** SELECTED PASSAGE follows **
I’ve been trying to write this post (on and off, obviously) for days now. I’ve been thinking a bit about personal responsibility and what exactly constitutes responsibility. I happened to be reading Out of Character by David DeSteno and Piercarlo Valdesolo and the “self” was a central theme. Near the end of the book, the authors related a particular study that I found relevant.
“The team presented more than sixty white physicians with medical information about several African American patients who were experiencing chest pains. The physicians had to recommend whether or not to treat each patient with clot-busting drugs that would reduce the likelihood of a subsequent cardiac failure.
[. . .]
physicians […] were significantly less likely to recommend potentially lifesaving treatment for black patients than for white ones. What’s more, these same physicians didn’t report any prejudiced feelings on their questionnaires; they seem to have no conscious awareness of their bias.”
There aren’t many professions as trusted as doctors. While they definitely aren’t 100% trusted by the public, they are usually absurdly high ranking (number 2 behind nurses in this gallop poll). We trust doctors to do their best to help in almost every situation. When a patient comes in from an accident, we expect them to do all they can to save the person. When someone comes in with an illness or complaint, we expect them to listen and respond to every patient only using the facts. The person on the table doesn’t matter. I think most people feel this way and trust doctors are doing their best.
And it turns out, they are doing their best. They try to treat every patient the same regardless of any extenuating or unrelated circumstances. But if this is how it worked, I probably wouldn’t be writing a post about it.
** End of SELECTED PASSAGE **
** GIVEN ENTRIES follows **
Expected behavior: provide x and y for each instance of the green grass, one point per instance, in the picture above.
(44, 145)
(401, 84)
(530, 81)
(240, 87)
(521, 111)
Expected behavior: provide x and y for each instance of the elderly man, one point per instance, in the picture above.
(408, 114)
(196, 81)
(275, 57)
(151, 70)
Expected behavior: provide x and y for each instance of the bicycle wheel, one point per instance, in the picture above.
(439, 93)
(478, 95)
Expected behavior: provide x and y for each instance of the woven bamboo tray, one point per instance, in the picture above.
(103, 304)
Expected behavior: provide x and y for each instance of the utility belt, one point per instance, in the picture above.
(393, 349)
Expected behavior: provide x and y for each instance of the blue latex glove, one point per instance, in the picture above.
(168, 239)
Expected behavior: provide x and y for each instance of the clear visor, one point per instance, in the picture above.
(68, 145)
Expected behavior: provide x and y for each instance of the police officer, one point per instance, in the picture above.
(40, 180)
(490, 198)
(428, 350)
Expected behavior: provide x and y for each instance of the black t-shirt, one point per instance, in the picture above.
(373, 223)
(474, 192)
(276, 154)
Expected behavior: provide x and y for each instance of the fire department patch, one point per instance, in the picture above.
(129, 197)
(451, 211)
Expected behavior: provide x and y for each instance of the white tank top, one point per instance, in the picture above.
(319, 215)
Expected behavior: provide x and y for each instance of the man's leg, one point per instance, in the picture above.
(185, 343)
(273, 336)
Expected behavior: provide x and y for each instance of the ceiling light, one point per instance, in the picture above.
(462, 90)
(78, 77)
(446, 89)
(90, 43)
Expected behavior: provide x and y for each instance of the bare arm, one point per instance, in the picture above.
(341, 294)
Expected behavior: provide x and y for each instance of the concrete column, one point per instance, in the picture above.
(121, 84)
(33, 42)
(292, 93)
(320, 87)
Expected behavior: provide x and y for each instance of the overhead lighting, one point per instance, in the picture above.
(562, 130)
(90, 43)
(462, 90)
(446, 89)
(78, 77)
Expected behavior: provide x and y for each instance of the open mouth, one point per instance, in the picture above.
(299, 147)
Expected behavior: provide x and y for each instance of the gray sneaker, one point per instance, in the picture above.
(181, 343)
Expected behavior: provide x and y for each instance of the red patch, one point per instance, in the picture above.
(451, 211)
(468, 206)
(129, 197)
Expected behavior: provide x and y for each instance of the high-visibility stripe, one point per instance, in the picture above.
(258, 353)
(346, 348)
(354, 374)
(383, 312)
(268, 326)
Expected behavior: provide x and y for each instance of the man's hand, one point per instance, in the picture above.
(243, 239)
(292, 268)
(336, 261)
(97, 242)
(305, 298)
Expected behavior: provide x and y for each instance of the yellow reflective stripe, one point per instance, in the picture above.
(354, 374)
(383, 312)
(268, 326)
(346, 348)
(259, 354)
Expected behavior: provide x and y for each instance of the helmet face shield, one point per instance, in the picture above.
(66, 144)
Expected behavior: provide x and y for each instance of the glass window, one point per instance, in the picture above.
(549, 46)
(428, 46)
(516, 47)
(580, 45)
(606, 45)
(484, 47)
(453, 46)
** End of GIVEN ENTRIES **
ASSIGNMENT A:
Answer these from the post on personal responsibility, one line each:
(i) How many white physicians were given information about the patients with chest pains?
(ii) In the poll the post mentions, which profession ranks ahead of doctors?
(iii) Who wrote Out of Character?
ASSIGNMENT B: Please reproduce word for word the part of the post on personal responsibility that runs from "There aren’t many" up to and including "post about it.".

EXERCISE OUTPUT A:
(i) More than sixty.
(ii) Nurses.
(iii) David DeSteno and Piercarlo Valdesolo.

EXERCISE OUTPUT B:
There aren’t many professions as trusted as doctors. While they definitely aren’t 100% trusted by the public, they are usually absurdly high ranking (number 2 behind nurses in this gallop poll). We trust doctors to do their best to help in almost every situation. When a patient comes in from an accident, we expect them to do all they can to save the person. When someone comes in with an illness or complaint, we expect them to listen and respond to every patient only using the facts. The person on the table doesn’t matter. I think most people feel this way and trust doctors are doing their best.
And it turns out, they are doing their best. They try to treat every patient the same regardless of any extenuating or unrelated circumstances. But if this is how it worked, I probably wouldn’t be writing a post about it.